• _Exercise goal_: Convert all of the data below into a two-column CSV headed text and answer, with one row for each text and its answer. Put each value in a single quoted field and replace its line breaks with spaces.

• _Entries supplied_:
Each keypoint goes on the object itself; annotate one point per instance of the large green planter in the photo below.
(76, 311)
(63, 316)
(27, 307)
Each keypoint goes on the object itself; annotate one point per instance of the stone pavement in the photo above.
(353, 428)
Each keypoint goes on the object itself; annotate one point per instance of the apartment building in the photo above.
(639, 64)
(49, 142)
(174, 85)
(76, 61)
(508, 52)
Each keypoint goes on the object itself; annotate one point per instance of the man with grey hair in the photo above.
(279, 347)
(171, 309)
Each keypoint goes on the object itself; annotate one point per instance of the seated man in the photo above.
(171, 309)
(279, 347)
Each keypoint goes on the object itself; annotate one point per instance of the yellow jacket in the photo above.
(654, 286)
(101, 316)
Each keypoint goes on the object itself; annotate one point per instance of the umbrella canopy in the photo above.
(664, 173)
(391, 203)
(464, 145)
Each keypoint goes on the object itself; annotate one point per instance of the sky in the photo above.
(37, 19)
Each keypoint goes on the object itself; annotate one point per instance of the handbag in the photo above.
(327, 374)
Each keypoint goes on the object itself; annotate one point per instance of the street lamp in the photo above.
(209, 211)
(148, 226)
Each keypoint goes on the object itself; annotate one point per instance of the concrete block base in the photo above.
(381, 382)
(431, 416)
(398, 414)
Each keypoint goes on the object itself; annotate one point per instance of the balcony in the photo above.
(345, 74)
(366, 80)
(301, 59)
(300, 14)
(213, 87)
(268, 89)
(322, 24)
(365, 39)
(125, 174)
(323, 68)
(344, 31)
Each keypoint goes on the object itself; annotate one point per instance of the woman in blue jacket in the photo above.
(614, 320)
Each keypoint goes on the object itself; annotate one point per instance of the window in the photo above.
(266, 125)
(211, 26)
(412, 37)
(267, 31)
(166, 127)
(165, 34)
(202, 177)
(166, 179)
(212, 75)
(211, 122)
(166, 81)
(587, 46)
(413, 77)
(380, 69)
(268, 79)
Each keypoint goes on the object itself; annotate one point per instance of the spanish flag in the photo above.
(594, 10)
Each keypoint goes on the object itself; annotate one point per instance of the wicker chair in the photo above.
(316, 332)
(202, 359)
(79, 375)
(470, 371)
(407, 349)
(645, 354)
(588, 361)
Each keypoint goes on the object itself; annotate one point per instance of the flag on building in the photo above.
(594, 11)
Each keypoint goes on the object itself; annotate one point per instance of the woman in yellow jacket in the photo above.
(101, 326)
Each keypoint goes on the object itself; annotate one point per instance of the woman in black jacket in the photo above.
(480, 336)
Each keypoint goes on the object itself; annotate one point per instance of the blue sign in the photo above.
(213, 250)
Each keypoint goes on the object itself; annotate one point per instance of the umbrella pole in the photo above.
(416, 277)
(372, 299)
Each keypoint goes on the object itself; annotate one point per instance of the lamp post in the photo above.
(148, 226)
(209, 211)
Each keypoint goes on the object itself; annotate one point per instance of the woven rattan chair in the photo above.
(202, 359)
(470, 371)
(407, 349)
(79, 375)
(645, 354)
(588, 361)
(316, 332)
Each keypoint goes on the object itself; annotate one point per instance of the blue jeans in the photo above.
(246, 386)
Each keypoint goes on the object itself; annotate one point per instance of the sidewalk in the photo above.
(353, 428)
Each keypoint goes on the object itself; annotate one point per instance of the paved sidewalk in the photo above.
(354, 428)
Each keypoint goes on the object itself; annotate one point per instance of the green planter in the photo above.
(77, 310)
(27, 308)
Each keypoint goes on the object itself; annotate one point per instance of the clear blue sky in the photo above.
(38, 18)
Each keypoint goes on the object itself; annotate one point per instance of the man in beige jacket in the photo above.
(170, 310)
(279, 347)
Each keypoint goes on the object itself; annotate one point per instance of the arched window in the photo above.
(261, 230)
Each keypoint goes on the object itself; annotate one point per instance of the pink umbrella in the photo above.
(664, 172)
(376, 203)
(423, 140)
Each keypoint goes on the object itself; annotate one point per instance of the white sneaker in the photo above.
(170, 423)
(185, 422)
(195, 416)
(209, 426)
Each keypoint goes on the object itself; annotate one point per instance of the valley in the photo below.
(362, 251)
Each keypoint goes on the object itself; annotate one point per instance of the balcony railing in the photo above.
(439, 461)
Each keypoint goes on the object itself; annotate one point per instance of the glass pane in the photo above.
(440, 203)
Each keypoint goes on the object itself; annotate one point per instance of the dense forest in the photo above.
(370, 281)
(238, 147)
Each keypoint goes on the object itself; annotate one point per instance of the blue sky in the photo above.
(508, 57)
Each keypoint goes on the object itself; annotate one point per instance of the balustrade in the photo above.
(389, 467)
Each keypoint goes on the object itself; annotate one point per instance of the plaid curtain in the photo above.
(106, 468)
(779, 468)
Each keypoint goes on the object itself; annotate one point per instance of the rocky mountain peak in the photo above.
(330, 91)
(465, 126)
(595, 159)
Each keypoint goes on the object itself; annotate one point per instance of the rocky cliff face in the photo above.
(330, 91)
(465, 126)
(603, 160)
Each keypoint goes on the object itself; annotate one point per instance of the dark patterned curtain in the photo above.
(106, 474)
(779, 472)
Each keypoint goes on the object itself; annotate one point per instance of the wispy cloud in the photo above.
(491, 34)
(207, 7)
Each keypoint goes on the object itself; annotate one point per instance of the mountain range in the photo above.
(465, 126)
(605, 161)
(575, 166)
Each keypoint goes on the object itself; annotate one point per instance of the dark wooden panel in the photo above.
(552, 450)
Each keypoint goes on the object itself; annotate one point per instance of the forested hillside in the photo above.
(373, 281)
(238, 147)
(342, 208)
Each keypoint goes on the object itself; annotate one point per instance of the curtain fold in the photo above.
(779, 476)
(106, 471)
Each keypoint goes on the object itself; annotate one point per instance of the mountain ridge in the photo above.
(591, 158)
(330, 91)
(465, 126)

• _Correct result_:
text,answer
"Each keypoint goes on the object itself; annotate one point per instance of the large green planter in the photo below.","(76, 311) (63, 316) (27, 307)"
"Each keypoint goes on the object itself; annotate one point per instance of the stone pavement in the photo above.","(353, 428)"
"Each keypoint goes on the object itself; annotate one point per instance of the apartment building in the photo above.","(639, 64) (49, 142) (174, 85) (76, 61) (508, 52)"
"Each keypoint goes on the object itself; annotate one point per instance of the man with grey hair in the photo above.","(279, 347) (171, 309)"
"Each keypoint goes on the object itself; annotate one point per instance of the seated man in the photo above.","(171, 309) (279, 347)"
"Each keypoint goes on the object itself; annotate one point per instance of the yellow jacket in the photo above.","(654, 286) (101, 316)"
"Each keypoint goes on the object itself; annotate one point per instance of the umbrella canopy in the photo above.","(664, 173) (391, 203) (464, 145)"
"Each keypoint goes on the object itself; annotate one point per instance of the sky in the photo above.","(37, 19)"
"Each keypoint goes on the object itself; annotate one point per instance of the handbag in the photo above.","(327, 374)"
"Each keypoint goes on the object itself; annotate one point per instance of the street lamp in the photo above.","(209, 211) (148, 226)"
"Each keypoint goes on the object itself; annotate one point per instance of the concrete block base in the photo above.","(381, 382) (431, 416) (398, 414)"
"Each keypoint goes on the object itself; annotate one point per instance of the balcony in the photo above.","(345, 74) (366, 80) (301, 59) (300, 14) (213, 87) (268, 89) (322, 24) (365, 39) (125, 174) (323, 68) (344, 31)"
"Each keypoint goes on the object itself; annotate one point per instance of the woman in blue jacket in the photo above.","(614, 320)"
"Each keypoint goes on the object itself; annotate one point per instance of the window in the photo above.","(266, 125) (211, 26) (412, 37) (267, 31) (166, 127) (165, 34) (202, 177) (166, 179) (212, 75) (211, 122) (166, 81) (587, 46) (413, 77) (380, 69) (268, 79)"
"Each keypoint goes on the object itself; annotate one point per instance of the spanish flag in the photo above.","(594, 10)"
"Each keypoint goes on the object itself; annotate one point per instance of the wicker chair in the photo above.","(316, 332) (202, 359) (79, 375) (470, 371) (407, 349) (645, 354) (588, 361)"
"Each keypoint goes on the object itself; annotate one point per instance of the flag on building in the photo above.","(594, 11)"
"Each keypoint goes on the object itself; annotate one point per instance of the woman in yellow jacket in the photo above.","(101, 326)"
"Each keypoint goes on the object itself; annotate one point per instance of the woman in black jacket in the photo above.","(480, 336)"
"Each keypoint goes on the object itself; annotate one point per instance of the blue sign in the photo above.","(213, 250)"
"Each keypoint goes on the object itself; annotate one point per instance of the umbrella pole in the photo above.","(416, 277) (372, 299)"
"Each keypoint goes on the object itself; annotate one point per instance of the lamp post in the photo above.","(148, 226) (209, 211)"
"Each keypoint goes on the object itself; annotate one point per instance of the woven rattan chair in the photo above.","(202, 359) (470, 371) (407, 349) (79, 375) (645, 354) (588, 361) (316, 332)"
"Each keypoint goes on the object itself; annotate one point per instance of the blue jeans in the photo above.","(246, 386)"
"Each keypoint goes on the object itself; annotate one point per instance of the sidewalk in the photo above.","(353, 428)"
"Each keypoint goes on the object itself; annotate one point per instance of the paved sidewalk in the photo above.","(354, 428)"
"Each keypoint goes on the object itself; annotate one point per instance of the green planter in the photo above.","(77, 310) (27, 308)"
"Each keypoint goes on the object itself; annotate one point per instance of the clear blue sky in the photo above.","(38, 18)"
"Each keypoint goes on the object itself; annotate one point per instance of the man in beige jacket in the photo above.","(170, 310) (279, 347)"
"Each keypoint goes on the object itself; annotate one point per instance of the arched window in the photo above.","(261, 230)"
"Each keypoint goes on the object itself; annotate one point per instance of the pink umbrella in the photo above.","(664, 172) (376, 203) (423, 140)"
"Each keypoint goes on the object itself; annotate one point per instance of the white sneaker in the photo above.","(170, 423) (185, 422) (195, 416) (209, 426)"
"Each keypoint goes on the object itself; annotate one point per instance of the valley in the photo below.","(362, 251)"
"Each keypoint goes on the object itself; annotate one point per instance of the balcony railing in the photo above.","(439, 461)"
"Each keypoint goes on the object itself; annotate one point per instance of the glass pane in the photo above.","(440, 203)"
"Each keypoint goes on the object itself; annotate one point per instance of the dense forest in the photo above.","(370, 281) (238, 147)"
"Each keypoint goes on the object itself; annotate one point per instance of the blue sky in the photo above.","(508, 57)"
"Each keypoint goes on the object itself; annotate one point per instance of the balustrade in the photo above.","(389, 467)"
"Each keypoint goes on the object itself; annotate one point per instance of the plaid curtain in the photo above.","(106, 468) (779, 468)"
"Each keypoint goes on the object itself; annotate one point per instance of the rocky mountain peak in the photo above.","(330, 91) (465, 126) (595, 159)"
"Each keypoint goes on the object itself; annotate one point per instance of the rocky cliff face in the photo above.","(330, 91) (465, 126) (603, 160)"
"Each keypoint goes on the object itself; annotate one point per instance of the dark patterned curtain in the photo above.","(106, 474) (779, 472)"
"Each keypoint goes on the object itself; annotate one point per instance of the wispy cloud in the photo above.","(491, 34) (207, 7)"
"Each keypoint goes on the object itself; annotate one point per instance of the mountain range in the photo above.","(465, 126) (605, 161) (575, 166)"
"Each keypoint goes on the object itself; annotate one point per instance of the dark wooden panel in the photo above.","(552, 450)"
"Each keypoint goes on the object itself; annotate one point per instance of the forested hillside in the photo above.","(373, 281) (238, 147) (342, 208)"
"Each keypoint goes on the object itself; annotate one point per instance of the curtain fold in the photo above.","(779, 476) (106, 471)"
"Each keypoint goes on the object itself; annotate one point per instance of the mountain ridge in the photo above.","(591, 158) (330, 91) (465, 126)"